▸ **What the exercise asks**:
In the data below, rewrite the part running from the line containing "Please annotate the scattered" through the end of the data, swapping "cake crumb" for "biscuit crumb" and leaving everything else unchanged.

Object detection data
##########
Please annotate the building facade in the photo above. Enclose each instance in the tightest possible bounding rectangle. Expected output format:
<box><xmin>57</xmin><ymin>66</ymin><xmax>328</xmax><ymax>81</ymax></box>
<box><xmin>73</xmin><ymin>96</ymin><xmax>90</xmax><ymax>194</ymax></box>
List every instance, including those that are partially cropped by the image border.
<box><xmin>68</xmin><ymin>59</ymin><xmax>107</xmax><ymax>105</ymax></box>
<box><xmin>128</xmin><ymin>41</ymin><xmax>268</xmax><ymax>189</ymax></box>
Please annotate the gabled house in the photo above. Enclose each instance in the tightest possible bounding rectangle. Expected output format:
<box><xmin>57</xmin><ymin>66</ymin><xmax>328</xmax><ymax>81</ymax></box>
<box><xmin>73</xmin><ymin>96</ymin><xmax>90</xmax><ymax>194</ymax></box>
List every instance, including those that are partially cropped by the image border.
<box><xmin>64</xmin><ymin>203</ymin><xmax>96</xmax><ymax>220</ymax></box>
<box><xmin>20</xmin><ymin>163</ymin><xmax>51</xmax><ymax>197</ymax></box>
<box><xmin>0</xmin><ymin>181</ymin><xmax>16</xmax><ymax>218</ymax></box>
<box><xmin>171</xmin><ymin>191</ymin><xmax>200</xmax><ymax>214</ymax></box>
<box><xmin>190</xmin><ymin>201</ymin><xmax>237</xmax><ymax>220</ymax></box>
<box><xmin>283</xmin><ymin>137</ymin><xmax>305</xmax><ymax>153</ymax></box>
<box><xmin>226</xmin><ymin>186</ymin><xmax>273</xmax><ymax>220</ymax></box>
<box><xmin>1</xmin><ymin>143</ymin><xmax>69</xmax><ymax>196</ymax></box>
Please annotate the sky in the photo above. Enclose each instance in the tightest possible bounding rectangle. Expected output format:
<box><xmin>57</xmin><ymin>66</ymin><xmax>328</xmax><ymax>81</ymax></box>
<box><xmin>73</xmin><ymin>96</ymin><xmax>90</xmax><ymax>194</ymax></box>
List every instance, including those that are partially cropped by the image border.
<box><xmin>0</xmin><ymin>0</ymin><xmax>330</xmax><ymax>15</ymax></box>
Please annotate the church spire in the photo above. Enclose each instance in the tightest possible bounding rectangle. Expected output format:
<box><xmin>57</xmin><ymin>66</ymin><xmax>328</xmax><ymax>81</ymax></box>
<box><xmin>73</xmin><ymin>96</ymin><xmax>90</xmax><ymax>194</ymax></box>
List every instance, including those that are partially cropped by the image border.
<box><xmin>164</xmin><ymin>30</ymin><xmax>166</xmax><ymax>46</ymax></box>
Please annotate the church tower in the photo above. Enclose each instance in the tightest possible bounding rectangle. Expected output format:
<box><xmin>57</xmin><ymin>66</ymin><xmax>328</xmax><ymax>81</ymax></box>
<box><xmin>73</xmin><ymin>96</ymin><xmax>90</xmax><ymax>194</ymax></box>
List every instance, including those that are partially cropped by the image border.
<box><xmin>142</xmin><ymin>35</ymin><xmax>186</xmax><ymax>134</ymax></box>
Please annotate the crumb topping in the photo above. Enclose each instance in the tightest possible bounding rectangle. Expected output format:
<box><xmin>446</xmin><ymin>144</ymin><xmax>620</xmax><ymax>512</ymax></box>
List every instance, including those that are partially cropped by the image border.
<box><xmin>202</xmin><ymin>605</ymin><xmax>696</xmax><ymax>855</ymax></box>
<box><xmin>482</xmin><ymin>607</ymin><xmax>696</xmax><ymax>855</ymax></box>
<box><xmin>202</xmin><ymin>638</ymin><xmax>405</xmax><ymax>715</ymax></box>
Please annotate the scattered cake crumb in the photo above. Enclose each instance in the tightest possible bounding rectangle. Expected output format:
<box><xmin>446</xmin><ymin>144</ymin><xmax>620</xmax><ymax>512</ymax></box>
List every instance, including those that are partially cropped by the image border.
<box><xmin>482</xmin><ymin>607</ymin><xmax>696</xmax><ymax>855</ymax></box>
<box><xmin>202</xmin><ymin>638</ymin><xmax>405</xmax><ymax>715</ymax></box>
##########
▸ **Expected answer**:
Please annotate the scattered biscuit crumb in the photo above. Enclose each instance in the tightest possible bounding rectangle. Expected output format:
<box><xmin>446</xmin><ymin>144</ymin><xmax>620</xmax><ymax>512</ymax></box>
List every instance, including those that are partially cropped by the image border.
<box><xmin>482</xmin><ymin>607</ymin><xmax>696</xmax><ymax>855</ymax></box>
<box><xmin>202</xmin><ymin>638</ymin><xmax>405</xmax><ymax>715</ymax></box>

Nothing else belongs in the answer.